## [TEXT PASSAGE]
==============================

I can't imagine going through life disconnected from my
humility and humanity. I'm not saying that I haven't done it...stubbornness and
pride have often caused me to dig in my heels and refuse to apologize. The need
for a strong faith walk permeates our lives in ways we don't tend to readily
recognize; it took the work of the Holy Spirit to deal with my heart before I
realized why apologies were really important and necessary.
Saying I’m sorry is one of the first things are parents
teach us to say as children. Yet some adults refuse to apologize even when
they’re clearly in the wrong because they never get past the concept of wrong
doing and treat an apology as merely a social more. The question is: Why?
As the song goes, sorry seems to be the hardest word. Many
people find apologies so difficult that
getting them to acknowledge even the smallest wrongdoing involves a major
confrontation and it often ends with one or both parties angrier than when the
first issue came up . Although we might view the actions of these non-apologists as
a simple matter of defensiveness or pride but it's often a far deeper
psychological matter at play: Refusing to apologize often reflects efforts to
protect a fragile sense of self.
For people
who find it hard to apologize, the words "I’m sorry" carry deep ramifications;
the words elicit fundamental fears (either conscious or unconscious) they
desperately want to avoid:
·
Admissions of wrong doing are incredibly
threatening for the person who can't seem to apologize because they have
trouble separating their actions from their character. If they
did something bad, they must be bad people; if they were neglectful,
they must be fundamentally selfish and uncaring; if they were wrong, they must
be ignorant or stupid, etc. Therefore, apologies represent a major threat to
their basic sense of identity and self-esteem.
·
Apologizing might open the door to guilt for most
of us, but for the individual who can't apologize, it can open the door instead
to shame. While guilt makes us feel bad about our actions, shame makes
them feel bad about themselves—who they are—which makes shame a far more toxic and
harmful to the individual than guilt ever could
·
While most of us consider apologies as
opportunities to resolve interpersonal conflict, the person who struggles with
offering an apology may fear their apology will only open the
floodgates to further accusations and conflict. Once they admit to one
wrongdoing, surely the other person will pounce on the opportunity to pile on
all the previous offenses for which they refused to apologize as well; they are
often correct in this assumption because many who deal with them on a regular
basis have developed resentments for the lack of apologies over a period of
time.

==============================

## [SUPPLIED MATERIAL]

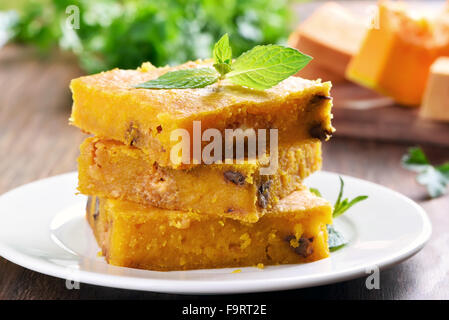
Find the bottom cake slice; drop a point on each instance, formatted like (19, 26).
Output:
(135, 236)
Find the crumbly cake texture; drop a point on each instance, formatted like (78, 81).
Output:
(150, 238)
(107, 105)
(113, 170)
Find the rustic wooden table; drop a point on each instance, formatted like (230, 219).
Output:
(36, 142)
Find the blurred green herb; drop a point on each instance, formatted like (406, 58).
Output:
(260, 68)
(434, 178)
(335, 239)
(125, 33)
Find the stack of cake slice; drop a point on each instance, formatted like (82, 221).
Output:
(151, 211)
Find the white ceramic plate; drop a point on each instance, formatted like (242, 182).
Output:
(42, 228)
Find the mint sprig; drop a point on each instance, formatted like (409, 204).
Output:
(259, 68)
(335, 238)
(341, 206)
(434, 178)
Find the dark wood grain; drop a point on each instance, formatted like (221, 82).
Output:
(36, 141)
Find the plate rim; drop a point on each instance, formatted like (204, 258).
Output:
(214, 287)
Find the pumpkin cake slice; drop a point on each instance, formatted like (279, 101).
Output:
(131, 235)
(109, 106)
(110, 169)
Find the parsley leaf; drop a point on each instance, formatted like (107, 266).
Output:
(265, 66)
(435, 178)
(182, 79)
(259, 68)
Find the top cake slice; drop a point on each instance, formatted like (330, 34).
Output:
(108, 105)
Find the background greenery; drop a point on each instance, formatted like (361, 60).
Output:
(125, 33)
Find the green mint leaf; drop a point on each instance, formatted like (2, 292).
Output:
(315, 192)
(335, 239)
(182, 79)
(435, 179)
(265, 66)
(222, 52)
(341, 206)
(222, 68)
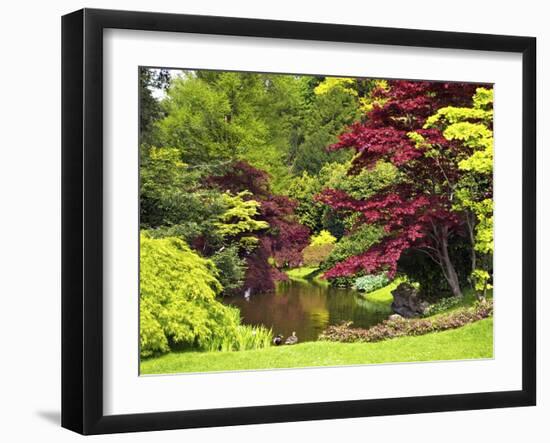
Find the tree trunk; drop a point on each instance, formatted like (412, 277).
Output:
(446, 264)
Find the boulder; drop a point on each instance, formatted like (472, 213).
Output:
(407, 302)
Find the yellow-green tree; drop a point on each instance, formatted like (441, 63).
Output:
(178, 305)
(473, 128)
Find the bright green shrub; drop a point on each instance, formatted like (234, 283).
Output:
(314, 255)
(178, 305)
(372, 282)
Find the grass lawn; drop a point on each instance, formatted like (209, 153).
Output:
(468, 342)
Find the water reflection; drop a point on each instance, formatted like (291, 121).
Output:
(307, 308)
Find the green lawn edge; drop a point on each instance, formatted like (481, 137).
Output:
(473, 341)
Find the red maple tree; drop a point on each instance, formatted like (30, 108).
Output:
(416, 211)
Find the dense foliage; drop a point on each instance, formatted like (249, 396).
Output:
(400, 327)
(417, 210)
(247, 176)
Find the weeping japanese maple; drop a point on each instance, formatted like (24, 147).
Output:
(417, 210)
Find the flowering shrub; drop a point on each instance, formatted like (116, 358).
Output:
(400, 327)
(371, 282)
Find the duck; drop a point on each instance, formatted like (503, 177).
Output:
(292, 340)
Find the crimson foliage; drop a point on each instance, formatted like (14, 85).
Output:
(415, 211)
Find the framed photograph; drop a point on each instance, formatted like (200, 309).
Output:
(269, 221)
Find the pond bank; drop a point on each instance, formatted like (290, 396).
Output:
(307, 307)
(472, 341)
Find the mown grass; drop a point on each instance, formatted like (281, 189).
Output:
(469, 342)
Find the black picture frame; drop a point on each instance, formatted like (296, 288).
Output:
(82, 219)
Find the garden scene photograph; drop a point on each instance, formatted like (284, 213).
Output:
(294, 221)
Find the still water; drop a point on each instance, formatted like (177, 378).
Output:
(307, 308)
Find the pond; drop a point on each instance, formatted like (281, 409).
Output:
(308, 308)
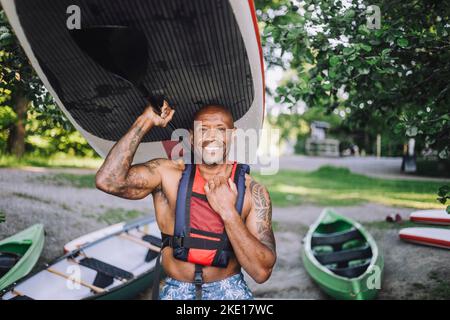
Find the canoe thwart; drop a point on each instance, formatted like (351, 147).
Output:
(351, 272)
(106, 268)
(344, 256)
(153, 240)
(335, 238)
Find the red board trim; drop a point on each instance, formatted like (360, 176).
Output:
(426, 240)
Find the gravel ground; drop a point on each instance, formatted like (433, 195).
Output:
(411, 272)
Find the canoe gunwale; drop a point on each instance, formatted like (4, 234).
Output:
(352, 285)
(35, 234)
(127, 227)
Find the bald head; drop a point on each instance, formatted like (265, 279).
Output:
(212, 133)
(215, 112)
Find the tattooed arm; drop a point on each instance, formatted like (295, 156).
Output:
(117, 176)
(253, 242)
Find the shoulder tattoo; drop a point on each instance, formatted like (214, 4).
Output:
(262, 207)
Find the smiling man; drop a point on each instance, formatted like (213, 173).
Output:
(214, 218)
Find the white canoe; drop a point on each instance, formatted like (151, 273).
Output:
(115, 266)
(150, 228)
(199, 52)
(435, 237)
(440, 217)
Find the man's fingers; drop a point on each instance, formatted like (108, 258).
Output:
(211, 184)
(179, 163)
(169, 116)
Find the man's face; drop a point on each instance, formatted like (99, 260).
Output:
(213, 131)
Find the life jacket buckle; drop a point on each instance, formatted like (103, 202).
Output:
(198, 277)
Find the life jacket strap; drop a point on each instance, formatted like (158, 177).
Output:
(198, 281)
(191, 242)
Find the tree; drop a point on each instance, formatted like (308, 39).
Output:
(21, 91)
(393, 78)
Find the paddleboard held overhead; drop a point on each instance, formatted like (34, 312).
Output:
(104, 69)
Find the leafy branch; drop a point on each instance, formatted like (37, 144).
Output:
(444, 195)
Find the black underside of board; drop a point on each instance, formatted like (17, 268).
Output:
(196, 56)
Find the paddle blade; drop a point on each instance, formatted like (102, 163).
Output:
(120, 50)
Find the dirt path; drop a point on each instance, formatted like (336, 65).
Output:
(28, 197)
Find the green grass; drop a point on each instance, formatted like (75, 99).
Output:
(112, 216)
(56, 161)
(331, 186)
(68, 179)
(327, 186)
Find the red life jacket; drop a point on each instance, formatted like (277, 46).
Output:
(199, 236)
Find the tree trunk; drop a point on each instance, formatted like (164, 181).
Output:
(16, 139)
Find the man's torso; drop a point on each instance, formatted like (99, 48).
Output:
(164, 199)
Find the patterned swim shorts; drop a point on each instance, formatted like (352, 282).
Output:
(231, 288)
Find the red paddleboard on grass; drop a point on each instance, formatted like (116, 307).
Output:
(435, 237)
(430, 216)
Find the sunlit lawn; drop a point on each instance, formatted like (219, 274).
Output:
(338, 186)
(328, 186)
(57, 161)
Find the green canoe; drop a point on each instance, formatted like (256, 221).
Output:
(343, 258)
(19, 253)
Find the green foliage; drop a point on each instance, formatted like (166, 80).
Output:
(47, 129)
(444, 196)
(396, 77)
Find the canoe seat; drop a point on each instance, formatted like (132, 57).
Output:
(7, 261)
(335, 239)
(351, 272)
(344, 256)
(153, 240)
(106, 268)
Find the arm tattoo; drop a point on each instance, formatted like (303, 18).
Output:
(263, 210)
(115, 171)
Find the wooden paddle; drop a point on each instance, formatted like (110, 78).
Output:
(81, 282)
(140, 242)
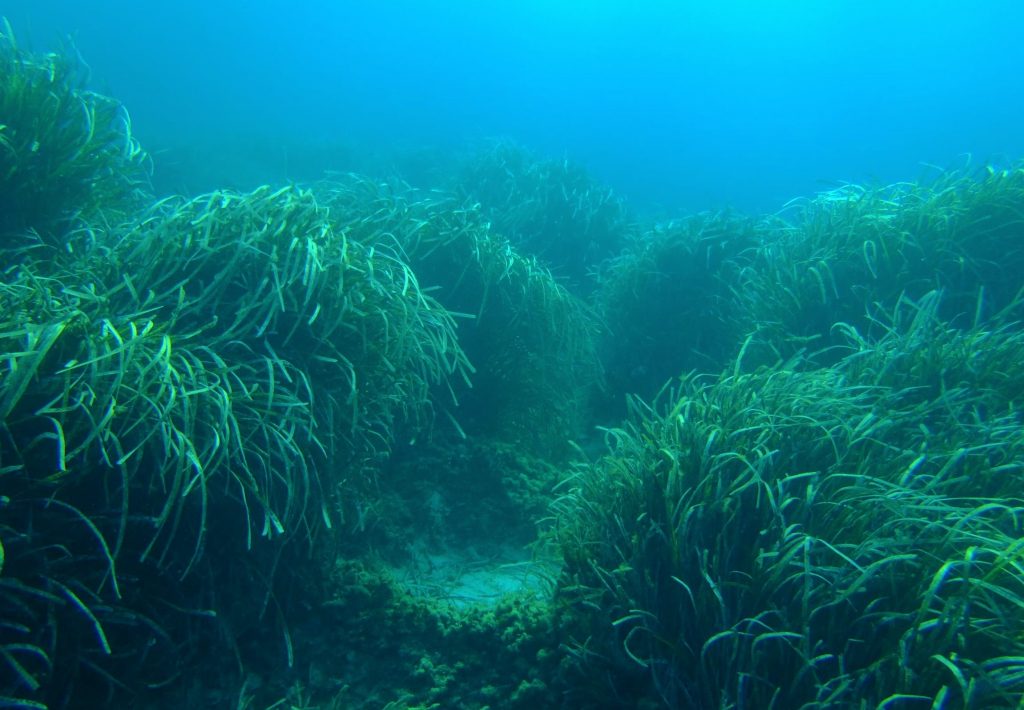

==============================

## [EXERCISE PROMPT]
Answer these questions about the text on apologizing:
1. According to the text, what does refusing to apologize often reflect efforts to protect?
2. What do people who can't seem to apologize have trouble separating?
3. What does the person who struggles to apologize fear an apology will open the floodgates to?

## [OUTPUT FOR THIS TASK]
1. A fragile sense of self.
2. Their actions from their character.
3. Further accusations and conflict.